Given problem A: Reproduce the SaltMarsh 1444v post in full, with no changes.
Given problem B: Carry over the rows from the one containing "[point] martini glass" through the final row, inclusive, keeping their requests and adding 142 to every coordinate in their answers.

Document section:
···
# SaltMarsh 1444v!



## paint it black (Nov 3, 2007)

A year ago, my buddy Frank bought a SaltMarsh 14, and I fell in love with it. So with duck season rapidly approaching, I just picked up my new skiff! SaltMarsh 1444v, I will use this in the marsh, it was difficult disguising the Cayenne in Lake O to shoot some ducks last year, or poling the shadowcast for miles in the shallow marsh before sunrise to get to the spots. This will round out the fleet and make things much easier. If you know me, you know this skiff won't keep the standard factory look, it will get a little make over.
Still have to build the blind, paint the poling platform, do a few more things to make it ready to hit the marsh.

























Stay tuned for some updates!


----------



## Backwater (Dec 14, 2014)
···
Given records:
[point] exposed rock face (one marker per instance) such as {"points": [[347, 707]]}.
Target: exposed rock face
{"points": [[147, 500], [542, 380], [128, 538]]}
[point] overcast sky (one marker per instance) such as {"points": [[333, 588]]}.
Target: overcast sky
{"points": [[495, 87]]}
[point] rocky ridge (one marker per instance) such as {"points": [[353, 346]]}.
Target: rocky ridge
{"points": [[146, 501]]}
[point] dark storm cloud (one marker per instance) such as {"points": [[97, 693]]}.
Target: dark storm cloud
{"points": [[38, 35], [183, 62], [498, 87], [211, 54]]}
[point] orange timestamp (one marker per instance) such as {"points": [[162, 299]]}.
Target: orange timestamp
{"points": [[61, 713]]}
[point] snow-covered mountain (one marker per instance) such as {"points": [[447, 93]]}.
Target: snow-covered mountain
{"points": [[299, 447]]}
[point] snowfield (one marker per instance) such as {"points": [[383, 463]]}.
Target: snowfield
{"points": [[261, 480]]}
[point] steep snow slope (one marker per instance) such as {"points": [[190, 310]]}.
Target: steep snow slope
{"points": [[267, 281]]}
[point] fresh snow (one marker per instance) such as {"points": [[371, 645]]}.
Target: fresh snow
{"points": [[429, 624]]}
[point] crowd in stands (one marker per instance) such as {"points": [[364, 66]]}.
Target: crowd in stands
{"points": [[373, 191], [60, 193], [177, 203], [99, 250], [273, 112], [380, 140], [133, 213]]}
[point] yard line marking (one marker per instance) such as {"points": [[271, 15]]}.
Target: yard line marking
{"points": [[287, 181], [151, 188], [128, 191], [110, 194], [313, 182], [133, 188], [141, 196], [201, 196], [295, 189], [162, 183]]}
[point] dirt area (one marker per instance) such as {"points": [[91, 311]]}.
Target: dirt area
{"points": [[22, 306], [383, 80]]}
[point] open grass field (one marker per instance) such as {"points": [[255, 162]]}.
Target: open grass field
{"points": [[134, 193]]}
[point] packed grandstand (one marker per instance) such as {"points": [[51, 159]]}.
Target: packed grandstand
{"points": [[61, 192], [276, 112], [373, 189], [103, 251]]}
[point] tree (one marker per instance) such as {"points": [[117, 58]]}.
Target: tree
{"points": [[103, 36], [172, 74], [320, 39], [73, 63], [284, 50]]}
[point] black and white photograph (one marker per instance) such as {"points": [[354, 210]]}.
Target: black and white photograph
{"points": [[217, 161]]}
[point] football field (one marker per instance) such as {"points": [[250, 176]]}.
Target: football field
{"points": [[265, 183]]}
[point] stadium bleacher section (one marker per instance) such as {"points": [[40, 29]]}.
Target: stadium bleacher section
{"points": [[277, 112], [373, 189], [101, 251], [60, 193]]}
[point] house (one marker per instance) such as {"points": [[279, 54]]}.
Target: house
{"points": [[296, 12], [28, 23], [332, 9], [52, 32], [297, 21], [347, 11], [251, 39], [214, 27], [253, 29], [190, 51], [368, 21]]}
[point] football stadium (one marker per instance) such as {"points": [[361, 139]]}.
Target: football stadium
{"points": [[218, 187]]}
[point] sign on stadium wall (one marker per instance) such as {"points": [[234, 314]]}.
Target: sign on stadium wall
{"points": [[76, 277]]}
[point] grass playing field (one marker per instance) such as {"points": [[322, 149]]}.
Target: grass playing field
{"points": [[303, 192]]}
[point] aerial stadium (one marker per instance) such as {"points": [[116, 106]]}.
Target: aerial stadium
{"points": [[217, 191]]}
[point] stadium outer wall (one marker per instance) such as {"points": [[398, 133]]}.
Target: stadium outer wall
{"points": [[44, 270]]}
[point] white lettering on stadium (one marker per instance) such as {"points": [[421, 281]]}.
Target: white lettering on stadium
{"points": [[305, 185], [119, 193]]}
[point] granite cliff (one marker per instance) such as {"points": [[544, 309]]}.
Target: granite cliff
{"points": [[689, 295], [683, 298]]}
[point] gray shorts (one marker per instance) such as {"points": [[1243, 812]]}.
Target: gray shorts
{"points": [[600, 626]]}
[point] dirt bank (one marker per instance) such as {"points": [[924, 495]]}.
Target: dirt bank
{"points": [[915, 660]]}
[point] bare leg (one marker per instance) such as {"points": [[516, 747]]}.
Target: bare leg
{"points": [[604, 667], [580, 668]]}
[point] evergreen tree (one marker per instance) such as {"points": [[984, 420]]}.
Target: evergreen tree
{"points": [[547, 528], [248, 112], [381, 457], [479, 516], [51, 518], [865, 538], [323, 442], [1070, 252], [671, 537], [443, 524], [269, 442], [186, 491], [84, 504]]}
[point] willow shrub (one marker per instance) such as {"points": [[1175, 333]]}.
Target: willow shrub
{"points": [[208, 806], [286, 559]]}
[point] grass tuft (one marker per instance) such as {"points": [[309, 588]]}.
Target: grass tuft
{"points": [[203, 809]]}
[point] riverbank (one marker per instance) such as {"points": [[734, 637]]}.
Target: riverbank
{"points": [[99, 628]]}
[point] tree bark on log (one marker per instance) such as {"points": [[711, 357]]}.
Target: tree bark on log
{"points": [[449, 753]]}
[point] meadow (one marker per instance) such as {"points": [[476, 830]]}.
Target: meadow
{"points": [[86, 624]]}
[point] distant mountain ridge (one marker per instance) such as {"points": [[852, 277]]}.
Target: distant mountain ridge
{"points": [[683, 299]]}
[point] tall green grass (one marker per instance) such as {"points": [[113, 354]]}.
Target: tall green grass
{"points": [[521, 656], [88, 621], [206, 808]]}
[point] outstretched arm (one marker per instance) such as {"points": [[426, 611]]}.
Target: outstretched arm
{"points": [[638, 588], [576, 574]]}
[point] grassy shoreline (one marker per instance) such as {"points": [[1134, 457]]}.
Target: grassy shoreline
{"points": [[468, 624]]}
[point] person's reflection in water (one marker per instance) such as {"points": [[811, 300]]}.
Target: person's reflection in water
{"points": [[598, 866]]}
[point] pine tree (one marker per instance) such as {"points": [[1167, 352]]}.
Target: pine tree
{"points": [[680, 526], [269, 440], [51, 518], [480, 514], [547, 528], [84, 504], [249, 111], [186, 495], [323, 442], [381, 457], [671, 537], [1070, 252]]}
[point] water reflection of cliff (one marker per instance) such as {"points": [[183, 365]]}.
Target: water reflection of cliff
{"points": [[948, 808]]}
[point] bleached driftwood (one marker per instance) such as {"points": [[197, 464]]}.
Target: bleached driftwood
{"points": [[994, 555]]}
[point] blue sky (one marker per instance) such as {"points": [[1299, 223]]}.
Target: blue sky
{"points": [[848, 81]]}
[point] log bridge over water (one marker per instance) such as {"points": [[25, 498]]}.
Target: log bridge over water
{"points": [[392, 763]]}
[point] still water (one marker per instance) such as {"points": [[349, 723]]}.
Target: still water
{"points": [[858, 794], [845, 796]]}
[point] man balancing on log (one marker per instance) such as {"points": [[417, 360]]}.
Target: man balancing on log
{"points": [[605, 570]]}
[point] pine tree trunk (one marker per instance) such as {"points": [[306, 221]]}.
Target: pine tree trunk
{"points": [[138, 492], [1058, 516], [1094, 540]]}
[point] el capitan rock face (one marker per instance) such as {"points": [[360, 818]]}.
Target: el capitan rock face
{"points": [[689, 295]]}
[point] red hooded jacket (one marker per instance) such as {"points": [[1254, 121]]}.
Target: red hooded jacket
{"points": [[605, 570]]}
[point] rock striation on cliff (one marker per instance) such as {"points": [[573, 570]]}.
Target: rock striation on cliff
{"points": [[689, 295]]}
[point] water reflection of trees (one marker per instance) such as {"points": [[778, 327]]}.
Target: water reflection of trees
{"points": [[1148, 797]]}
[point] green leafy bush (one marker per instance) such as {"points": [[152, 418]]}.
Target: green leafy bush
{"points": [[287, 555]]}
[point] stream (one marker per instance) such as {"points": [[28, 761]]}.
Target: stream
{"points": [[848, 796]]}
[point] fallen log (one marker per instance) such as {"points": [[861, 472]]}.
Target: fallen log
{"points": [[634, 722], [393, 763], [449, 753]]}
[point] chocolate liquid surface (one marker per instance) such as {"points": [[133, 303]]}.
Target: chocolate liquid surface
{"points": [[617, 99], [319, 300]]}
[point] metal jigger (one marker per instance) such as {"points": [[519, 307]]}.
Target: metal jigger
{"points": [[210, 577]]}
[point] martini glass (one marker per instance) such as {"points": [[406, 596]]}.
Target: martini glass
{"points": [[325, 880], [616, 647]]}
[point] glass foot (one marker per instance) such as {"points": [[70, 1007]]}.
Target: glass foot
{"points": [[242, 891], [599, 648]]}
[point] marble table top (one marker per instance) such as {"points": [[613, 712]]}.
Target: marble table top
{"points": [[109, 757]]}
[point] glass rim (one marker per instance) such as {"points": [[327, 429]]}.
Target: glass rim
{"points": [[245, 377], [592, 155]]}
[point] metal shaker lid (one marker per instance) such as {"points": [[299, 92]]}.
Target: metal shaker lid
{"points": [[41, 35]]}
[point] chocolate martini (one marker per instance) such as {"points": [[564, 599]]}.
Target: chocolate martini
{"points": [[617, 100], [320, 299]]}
···
Exercise result A:
# SaltMarsh 1444v!



## paint it black (Nov 3, 2007)

A year ago, my buddy Frank bought a SaltMarsh 14, and I fell in love with it. So with duck season rapidly approaching, I just picked up my new skiff! SaltMarsh 1444v, I will use this in the marsh, it was difficult disguising the Cayenne in Lake O to shoot some ducks last year, or poling the shadowcast for miles in the shallow marsh before sunrise to get to the spots. This will round out the fleet and make things much easier. If you know me, you know this skiff won't keep the standard factory look, it will get a little make over.
Still have to build the blind, paint the poling platform, do a few more things to make it ready to hit the marsh.

























Stay tuned for some updates!


----------



## Backwater (Dec 14, 2014)

Exercise result B:
[point] martini glass (one marker per instance) such as {"points": [[406, 596]]}.
Target: martini glass
{"points": [[467, 1022], [758, 789]]}
[point] glass foot (one marker per instance) such as {"points": [[70, 1007]]}.
Target: glass foot
{"points": [[384, 1033], [741, 790]]}
[point] marble table top (one marker per instance) such as {"points": [[613, 712]]}.
Target: marble table top
{"points": [[251, 899]]}
[point] glass rim (one marker per instance) such as {"points": [[327, 429]]}.
Target: glass rim
{"points": [[387, 519], [734, 297]]}
[point] metal shaker lid (one marker per instance) such as {"points": [[299, 92]]}.
Target: metal shaker lid
{"points": [[183, 177]]}
[point] chocolate martini (one marker per instance) such as {"points": [[564, 599]]}.
Target: chocolate martini
{"points": [[759, 242], [462, 441]]}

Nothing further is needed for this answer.